↓

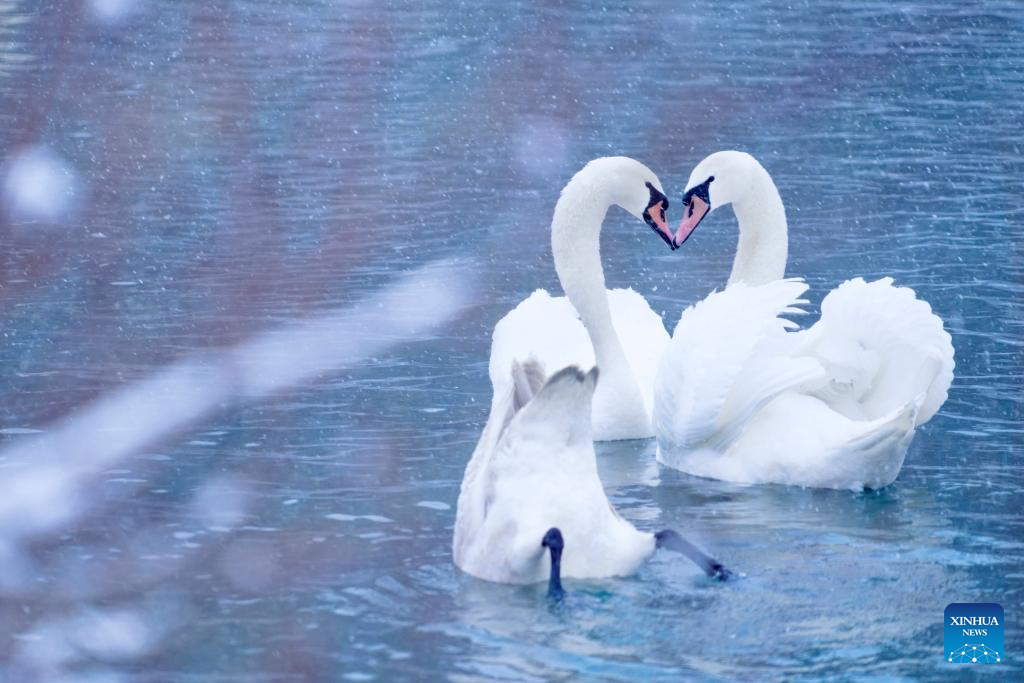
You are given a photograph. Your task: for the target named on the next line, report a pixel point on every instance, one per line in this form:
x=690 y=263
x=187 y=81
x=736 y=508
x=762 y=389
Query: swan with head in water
x=615 y=329
x=531 y=507
x=740 y=397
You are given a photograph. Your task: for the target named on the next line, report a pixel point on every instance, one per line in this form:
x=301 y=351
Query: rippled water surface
x=229 y=168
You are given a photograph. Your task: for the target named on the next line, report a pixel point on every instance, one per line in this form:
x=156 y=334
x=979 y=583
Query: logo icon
x=973 y=633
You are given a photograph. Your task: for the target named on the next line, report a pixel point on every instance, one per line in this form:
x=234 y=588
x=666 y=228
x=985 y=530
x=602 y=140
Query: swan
x=742 y=395
x=531 y=506
x=615 y=329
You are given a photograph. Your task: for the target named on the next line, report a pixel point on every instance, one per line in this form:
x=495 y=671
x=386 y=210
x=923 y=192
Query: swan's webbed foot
x=671 y=540
x=554 y=543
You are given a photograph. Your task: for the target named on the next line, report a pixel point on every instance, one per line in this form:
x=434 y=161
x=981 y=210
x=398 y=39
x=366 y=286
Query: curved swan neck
x=763 y=247
x=576 y=232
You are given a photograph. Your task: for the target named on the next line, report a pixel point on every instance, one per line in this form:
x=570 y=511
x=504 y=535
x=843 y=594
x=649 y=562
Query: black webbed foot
x=671 y=540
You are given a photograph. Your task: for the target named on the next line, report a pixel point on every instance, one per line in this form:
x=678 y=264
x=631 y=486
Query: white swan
x=739 y=397
x=531 y=506
x=616 y=329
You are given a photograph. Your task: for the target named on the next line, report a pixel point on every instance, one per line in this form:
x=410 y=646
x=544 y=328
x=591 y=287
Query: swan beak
x=693 y=213
x=654 y=216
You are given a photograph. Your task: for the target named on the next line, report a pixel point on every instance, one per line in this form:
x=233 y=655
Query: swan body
x=742 y=394
x=534 y=469
x=614 y=329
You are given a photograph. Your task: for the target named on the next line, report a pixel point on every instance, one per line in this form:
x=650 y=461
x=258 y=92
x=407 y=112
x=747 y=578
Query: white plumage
x=534 y=469
x=615 y=329
x=742 y=395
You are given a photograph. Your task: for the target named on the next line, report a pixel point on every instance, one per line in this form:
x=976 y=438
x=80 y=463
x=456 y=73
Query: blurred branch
x=44 y=487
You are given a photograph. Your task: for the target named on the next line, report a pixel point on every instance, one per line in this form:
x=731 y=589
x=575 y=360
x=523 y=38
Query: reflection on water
x=242 y=167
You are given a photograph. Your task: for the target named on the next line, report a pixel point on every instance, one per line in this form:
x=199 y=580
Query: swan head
x=721 y=178
x=635 y=187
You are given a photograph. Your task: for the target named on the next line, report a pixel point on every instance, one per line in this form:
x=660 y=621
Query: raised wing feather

↑

- WORK TO DO: Could you copy all of the rows above, line for line and without changing anything, but leave out the pictures?

- PROBLEM SOLUTION:
You are given a photograph. Your task: for the target named on the next line, report a pixel point on every instance, one per line in this form:
x=690 y=263
x=187 y=81
x=736 y=508
x=762 y=389
Query: swan with head in water
x=615 y=329
x=531 y=507
x=740 y=397
You are given a photograph. Your task: for the target named on the next line, report a pixel point on every instance, one per line in this form:
x=301 y=351
Query: rippled water surface
x=229 y=168
You are given a photograph. Your task: for the target named on the next line, report a pixel point on every instance, one per line in this form:
x=156 y=334
x=979 y=583
Query: logo icon
x=973 y=633
You are given a photograph. Your task: for the target named on the next line, report a pixel point on every instance, one per line in this form:
x=234 y=588
x=666 y=228
x=985 y=530
x=602 y=140
Query: swan
x=742 y=395
x=531 y=506
x=615 y=329
You are given a photograph. Your task: for the target named on the next line, report a pixel point on every instance, one per line in this form:
x=495 y=671
x=386 y=210
x=923 y=192
Query: swan's webbed foot
x=671 y=540
x=554 y=543
You are given a photograph. Your task: for the target named on the next line, report a pixel point on every instance, one per line in this form:
x=434 y=161
x=981 y=210
x=398 y=39
x=366 y=286
Query: curved swan neck
x=763 y=247
x=576 y=232
You are given a photograph. Your task: for the target named on the next line, report a pixel point on every instance, one per line in this form:
x=570 y=511
x=504 y=535
x=843 y=594
x=649 y=562
Query: black webbed foot
x=671 y=540
You are given a photograph. Your task: for the target named on the next line, report a pixel point on every instance, one per line in this form:
x=678 y=264
x=631 y=486
Query: white swan
x=739 y=397
x=531 y=506
x=616 y=329
You are given a photograph. Your task: for the target named on the next line, report a pixel point on every instance, one per line in this form:
x=410 y=646
x=544 y=328
x=591 y=287
Query: swan beak
x=693 y=213
x=654 y=216
You are given a photograph. Your task: for the target named on the next line, report a pixel point on every instance, one per line in this form:
x=233 y=655
Query: swan body
x=742 y=394
x=534 y=469
x=614 y=329
You are given a photograph. Your task: for the target named on the next line, report a pixel point on every instance, one per line in this form:
x=650 y=461
x=258 y=92
x=407 y=112
x=747 y=578
Query: white plumage
x=534 y=469
x=615 y=329
x=742 y=395
You are given a photograph. Your task: for the target named on the next line, report a pixel point on every instance, one per line in this form:
x=976 y=438
x=80 y=463
x=456 y=73
Query: blurred branch
x=44 y=487
You are given a photograph. Your task: for the target named on the next line, report a pixel point on every instance, one per line in this form:
x=731 y=589
x=575 y=360
x=523 y=38
Query: reflection on water
x=242 y=167
You are given a photograph. Your task: for the target named on the next line, report a pixel point on every instance, one per line in this form:
x=199 y=580
Query: swan head
x=721 y=178
x=635 y=187
You are given a photograph. Your task: for the target named on the next line, report a pixel point on every instance, one per line in this form:
x=660 y=621
Query: raised wing feather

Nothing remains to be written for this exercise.